**EXCERPTED RECORDS**
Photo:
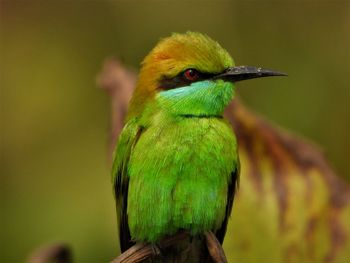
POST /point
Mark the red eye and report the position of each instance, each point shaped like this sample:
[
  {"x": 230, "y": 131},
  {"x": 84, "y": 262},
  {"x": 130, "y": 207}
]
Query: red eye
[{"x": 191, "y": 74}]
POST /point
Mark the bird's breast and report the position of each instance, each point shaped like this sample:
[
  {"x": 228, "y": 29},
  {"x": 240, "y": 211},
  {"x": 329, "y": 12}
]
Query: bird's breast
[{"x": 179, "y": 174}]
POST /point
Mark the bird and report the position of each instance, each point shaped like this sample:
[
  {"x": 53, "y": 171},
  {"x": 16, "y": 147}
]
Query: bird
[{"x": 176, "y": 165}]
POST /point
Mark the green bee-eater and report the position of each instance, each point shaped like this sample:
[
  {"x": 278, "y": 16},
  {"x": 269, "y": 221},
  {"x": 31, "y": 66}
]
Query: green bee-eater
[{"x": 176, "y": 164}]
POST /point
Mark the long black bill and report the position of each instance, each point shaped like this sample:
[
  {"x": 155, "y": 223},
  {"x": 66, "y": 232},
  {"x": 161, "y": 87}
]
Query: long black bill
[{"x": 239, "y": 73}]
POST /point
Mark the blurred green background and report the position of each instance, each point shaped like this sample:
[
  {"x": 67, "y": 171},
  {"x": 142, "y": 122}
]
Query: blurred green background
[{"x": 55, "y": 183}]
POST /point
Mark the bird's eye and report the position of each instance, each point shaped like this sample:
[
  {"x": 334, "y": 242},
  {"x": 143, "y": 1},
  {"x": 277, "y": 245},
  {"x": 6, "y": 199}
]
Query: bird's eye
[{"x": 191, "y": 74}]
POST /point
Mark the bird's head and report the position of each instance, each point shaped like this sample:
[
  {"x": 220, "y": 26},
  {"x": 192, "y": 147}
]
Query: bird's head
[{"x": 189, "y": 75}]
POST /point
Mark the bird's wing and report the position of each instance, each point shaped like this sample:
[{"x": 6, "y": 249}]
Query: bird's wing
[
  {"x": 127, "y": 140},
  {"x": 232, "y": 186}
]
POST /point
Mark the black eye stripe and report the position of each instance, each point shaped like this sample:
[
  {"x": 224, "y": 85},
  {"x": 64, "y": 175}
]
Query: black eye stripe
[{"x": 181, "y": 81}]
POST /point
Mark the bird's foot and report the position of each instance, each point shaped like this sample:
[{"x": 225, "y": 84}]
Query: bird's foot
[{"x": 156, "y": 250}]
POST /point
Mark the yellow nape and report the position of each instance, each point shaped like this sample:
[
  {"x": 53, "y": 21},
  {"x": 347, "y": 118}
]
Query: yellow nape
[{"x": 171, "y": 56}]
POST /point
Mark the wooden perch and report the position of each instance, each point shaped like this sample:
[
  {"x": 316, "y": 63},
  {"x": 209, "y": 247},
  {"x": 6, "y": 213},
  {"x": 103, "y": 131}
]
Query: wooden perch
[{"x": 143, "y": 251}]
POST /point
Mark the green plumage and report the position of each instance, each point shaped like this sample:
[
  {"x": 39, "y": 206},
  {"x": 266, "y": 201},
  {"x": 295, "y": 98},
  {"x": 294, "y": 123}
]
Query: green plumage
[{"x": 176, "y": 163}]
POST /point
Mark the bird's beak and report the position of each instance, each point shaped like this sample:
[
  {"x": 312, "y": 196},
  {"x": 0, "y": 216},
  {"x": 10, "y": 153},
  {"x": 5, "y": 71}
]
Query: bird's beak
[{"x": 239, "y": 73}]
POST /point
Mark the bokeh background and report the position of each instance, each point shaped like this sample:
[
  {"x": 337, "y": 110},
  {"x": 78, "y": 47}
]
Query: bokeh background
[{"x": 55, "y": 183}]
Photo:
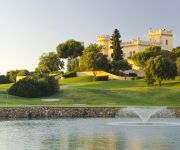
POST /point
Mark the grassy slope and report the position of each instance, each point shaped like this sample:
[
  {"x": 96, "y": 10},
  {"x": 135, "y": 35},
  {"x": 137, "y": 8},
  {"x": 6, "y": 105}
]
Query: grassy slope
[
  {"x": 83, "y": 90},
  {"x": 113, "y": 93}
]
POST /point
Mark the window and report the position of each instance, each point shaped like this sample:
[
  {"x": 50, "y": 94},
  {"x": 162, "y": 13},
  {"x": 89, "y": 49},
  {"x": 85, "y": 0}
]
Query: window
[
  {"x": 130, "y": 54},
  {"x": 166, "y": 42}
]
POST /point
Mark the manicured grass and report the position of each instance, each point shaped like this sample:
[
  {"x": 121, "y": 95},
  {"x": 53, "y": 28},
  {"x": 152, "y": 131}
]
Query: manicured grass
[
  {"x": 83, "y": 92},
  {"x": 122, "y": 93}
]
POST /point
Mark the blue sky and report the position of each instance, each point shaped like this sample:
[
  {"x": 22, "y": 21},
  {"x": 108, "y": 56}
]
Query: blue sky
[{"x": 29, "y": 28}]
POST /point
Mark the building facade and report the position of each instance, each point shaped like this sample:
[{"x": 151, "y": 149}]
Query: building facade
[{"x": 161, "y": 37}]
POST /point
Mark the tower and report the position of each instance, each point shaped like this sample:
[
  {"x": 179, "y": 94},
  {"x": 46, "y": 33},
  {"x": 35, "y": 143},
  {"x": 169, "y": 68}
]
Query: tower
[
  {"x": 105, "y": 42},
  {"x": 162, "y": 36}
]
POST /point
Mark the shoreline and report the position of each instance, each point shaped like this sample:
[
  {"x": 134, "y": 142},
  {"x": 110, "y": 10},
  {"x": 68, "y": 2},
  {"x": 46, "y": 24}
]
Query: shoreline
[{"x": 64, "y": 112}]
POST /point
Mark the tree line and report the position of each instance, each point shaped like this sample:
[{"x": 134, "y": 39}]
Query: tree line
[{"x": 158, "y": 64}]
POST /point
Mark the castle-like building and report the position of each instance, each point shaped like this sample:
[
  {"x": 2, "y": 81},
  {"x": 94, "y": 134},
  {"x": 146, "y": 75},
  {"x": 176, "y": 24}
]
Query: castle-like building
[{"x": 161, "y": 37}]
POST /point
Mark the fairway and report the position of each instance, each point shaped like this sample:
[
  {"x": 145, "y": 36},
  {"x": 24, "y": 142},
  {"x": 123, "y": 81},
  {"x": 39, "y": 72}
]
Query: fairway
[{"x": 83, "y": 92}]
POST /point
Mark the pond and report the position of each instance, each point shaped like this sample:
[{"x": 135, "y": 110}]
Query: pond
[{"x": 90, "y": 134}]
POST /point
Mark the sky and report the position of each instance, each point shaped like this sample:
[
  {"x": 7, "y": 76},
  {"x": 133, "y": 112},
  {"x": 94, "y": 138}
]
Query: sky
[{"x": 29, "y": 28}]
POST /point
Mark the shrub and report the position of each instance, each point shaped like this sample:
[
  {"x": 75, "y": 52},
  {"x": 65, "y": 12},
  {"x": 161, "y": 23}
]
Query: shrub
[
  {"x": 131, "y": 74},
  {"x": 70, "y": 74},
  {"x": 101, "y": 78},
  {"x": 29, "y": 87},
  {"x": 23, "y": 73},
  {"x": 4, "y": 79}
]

**INSTRUCTIONS FOR THE TASK**
Pictures are to be left out, while the records are copied word for word.

**RESULT FOR THIS TASK**
Photo:
POST /point
Mark the red eye and report the position of each instance, each point shaped like this sample:
[
  {"x": 230, "y": 131},
  {"x": 84, "y": 262},
  {"x": 130, "y": 207}
]
Query: red eye
[{"x": 191, "y": 74}]
POST /point
Mark the bird's breast and report the position of each instance, each point shaped like this sample:
[
  {"x": 228, "y": 29},
  {"x": 240, "y": 211},
  {"x": 329, "y": 12}
]
Query: bird's breast
[{"x": 179, "y": 174}]
POST /point
Mark the bird and report the position of each instance, each point shaped like this sample:
[
  {"x": 53, "y": 171},
  {"x": 16, "y": 147}
]
Query: bird
[{"x": 176, "y": 165}]
POST /point
Mark the green bee-eater and report the position of each instance, each point shaped like this sample:
[
  {"x": 278, "y": 16},
  {"x": 269, "y": 221},
  {"x": 31, "y": 66}
]
Query: green bee-eater
[{"x": 176, "y": 164}]
POST /point
Mark the long black bill and report the position of each instance, each point shaped like this sample:
[
  {"x": 155, "y": 223},
  {"x": 66, "y": 232},
  {"x": 161, "y": 87}
]
Query: long black bill
[{"x": 239, "y": 73}]
POST /point
Mark the blurred green background and report the position of each instance, each point shaped like this sample:
[
  {"x": 67, "y": 171},
  {"x": 142, "y": 122}
]
Query: blurred green background
[{"x": 55, "y": 183}]
POST /point
Mark the bird's eye and report the position of each instance, each point shaped like this sample:
[
  {"x": 334, "y": 242},
  {"x": 143, "y": 1},
  {"x": 277, "y": 245},
  {"x": 6, "y": 199}
]
Query: bird's eye
[{"x": 191, "y": 74}]
POST /point
Mark the bird's head and report the position of each instance, each point shaped like this sample:
[
  {"x": 220, "y": 26},
  {"x": 192, "y": 147}
]
Query: bird's head
[{"x": 189, "y": 75}]
POST /point
Mark the bird's wing and report the position of each instance, each point shaped like this sample:
[{"x": 6, "y": 249}]
Query: bird's wing
[
  {"x": 127, "y": 140},
  {"x": 232, "y": 186}
]
POST /point
Mark the black eye stripe and report the position of each instance, each point shaped like this sample:
[
  {"x": 224, "y": 85},
  {"x": 64, "y": 175}
]
Query: black eye stripe
[{"x": 181, "y": 81}]
POST /point
Mark the bird's foot and report the position of each instance, each point shaped like this sample:
[{"x": 225, "y": 84}]
Query: bird's foot
[{"x": 156, "y": 250}]
POST /point
Mark the yellow nape and report the position of each instance, each point shaped like this sample:
[
  {"x": 53, "y": 21},
  {"x": 347, "y": 118}
]
Query: yellow nape
[{"x": 171, "y": 56}]
POST /point
Mark the wooden perch and report the position of each instance, each point shaped like this sample:
[
  {"x": 316, "y": 63},
  {"x": 209, "y": 247},
  {"x": 6, "y": 213},
  {"x": 103, "y": 131}
]
Query: wooden perch
[{"x": 143, "y": 251}]
POST /point
Mark the green plumage and report the position of each instance, each point shaped like this sample:
[
  {"x": 39, "y": 206},
  {"x": 266, "y": 201},
  {"x": 295, "y": 98},
  {"x": 294, "y": 123}
]
Query: green plumage
[{"x": 176, "y": 163}]
POST /point
Mark the bird's beak and report the position of each instance, each point shaped like this sample:
[
  {"x": 312, "y": 196},
  {"x": 0, "y": 216},
  {"x": 10, "y": 153},
  {"x": 5, "y": 71}
]
Query: bird's beak
[{"x": 239, "y": 73}]
POST /point
Mark the bokeh background and report the position of each instance, each point shaped like this sample:
[
  {"x": 337, "y": 110},
  {"x": 78, "y": 47}
]
Query: bokeh background
[{"x": 55, "y": 183}]
Photo:
POST /point
Mark the grassy slope and report the position of each instance, each point shaped like this sample:
[
  {"x": 96, "y": 10},
  {"x": 135, "y": 35},
  {"x": 137, "y": 8},
  {"x": 6, "y": 105}
]
Query: grassy slope
[
  {"x": 83, "y": 90},
  {"x": 113, "y": 93}
]
POST /point
Mark the window and report the position of each instance, each point shaped like this sample:
[
  {"x": 50, "y": 94},
  {"x": 162, "y": 13},
  {"x": 89, "y": 49},
  {"x": 85, "y": 0}
]
Query: window
[
  {"x": 130, "y": 54},
  {"x": 166, "y": 42}
]
POST /point
Mark the manicured grass and report the position of each instance, each point shaped like this sample:
[
  {"x": 121, "y": 95},
  {"x": 53, "y": 28},
  {"x": 152, "y": 131}
]
Query: manicured grass
[
  {"x": 83, "y": 92},
  {"x": 122, "y": 93}
]
POST /point
Mark the blue sky and report the position of each instance, each point shaped like this sample:
[
  {"x": 22, "y": 21},
  {"x": 108, "y": 56}
]
Query: blue sky
[{"x": 29, "y": 28}]
POST /point
Mark the building facade and report the position of each instance, each point shaped like this sample:
[{"x": 151, "y": 149}]
Query: building facade
[{"x": 161, "y": 37}]
POST /point
Mark the tower and report the position of each instance, each point shaped like this sample:
[
  {"x": 179, "y": 94},
  {"x": 46, "y": 33},
  {"x": 35, "y": 143},
  {"x": 169, "y": 68}
]
Query: tower
[
  {"x": 105, "y": 42},
  {"x": 162, "y": 36}
]
POST /point
Mark the shoreline and report the position of each instance, each point shaped like this sample:
[
  {"x": 134, "y": 142},
  {"x": 110, "y": 10},
  {"x": 68, "y": 2},
  {"x": 46, "y": 24}
]
Query: shoreline
[{"x": 64, "y": 112}]
POST /point
Mark the tree line and report the position of each instance, each point shaped like this sample:
[{"x": 134, "y": 39}]
Query: tree line
[{"x": 158, "y": 64}]
POST /point
Mark the castle-like building and report the position of each instance, each point shaped like this sample:
[
  {"x": 2, "y": 81},
  {"x": 94, "y": 134},
  {"x": 146, "y": 75},
  {"x": 176, "y": 24}
]
Query: castle-like building
[{"x": 161, "y": 37}]
POST /point
Mark the fairway and report the position of each instance, each point shaped like this sample:
[
  {"x": 145, "y": 36},
  {"x": 24, "y": 142},
  {"x": 123, "y": 81},
  {"x": 39, "y": 72}
]
Query: fairway
[{"x": 83, "y": 92}]
POST /point
Mark the pond and report the position of each instance, each point shaped like this sample:
[{"x": 135, "y": 110}]
Query: pond
[{"x": 90, "y": 134}]
POST /point
Mark the sky and report the position of each instance, each point shaped like this sample:
[
  {"x": 7, "y": 76},
  {"x": 133, "y": 112},
  {"x": 94, "y": 138}
]
Query: sky
[{"x": 29, "y": 28}]
POST /point
Mark the shrub and report the position of each instance, each point shaped like this sample:
[
  {"x": 75, "y": 52},
  {"x": 65, "y": 12},
  {"x": 161, "y": 23}
]
Query: shrub
[
  {"x": 131, "y": 74},
  {"x": 70, "y": 74},
  {"x": 101, "y": 78},
  {"x": 29, "y": 87},
  {"x": 23, "y": 73},
  {"x": 4, "y": 79}
]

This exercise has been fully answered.